## BEGIN
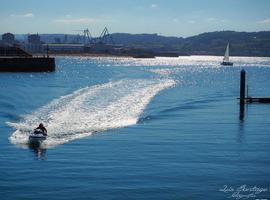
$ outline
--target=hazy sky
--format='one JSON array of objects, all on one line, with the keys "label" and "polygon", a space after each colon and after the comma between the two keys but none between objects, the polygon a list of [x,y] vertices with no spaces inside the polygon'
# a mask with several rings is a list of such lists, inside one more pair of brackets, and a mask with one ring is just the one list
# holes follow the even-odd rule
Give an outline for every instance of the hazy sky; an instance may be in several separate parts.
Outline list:
[{"label": "hazy sky", "polygon": [[0,0],[0,33],[270,30],[270,0]]}]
## END
Reproduce every line of the listing above without any changes, but leave out the pictures.

◆ COMPLETED TASK:
$ outline
--target=hazy sky
--format='one JSON array of objects, all on one line, with the keys "label" and "polygon", a space after each colon and after the comma between the two keys but none between objects, the polygon a list of [x,y] vertices with no spaces inside the polygon'
# a mask with several rings is a list of such lists, inside one more pair of brackets, and a mask with one ring is just the one list
# holes follow the even-odd rule
Give an outline for every instance of the hazy sky; an instance may be in several separate parts.
Outline list:
[{"label": "hazy sky", "polygon": [[0,0],[0,33],[270,30],[270,0]]}]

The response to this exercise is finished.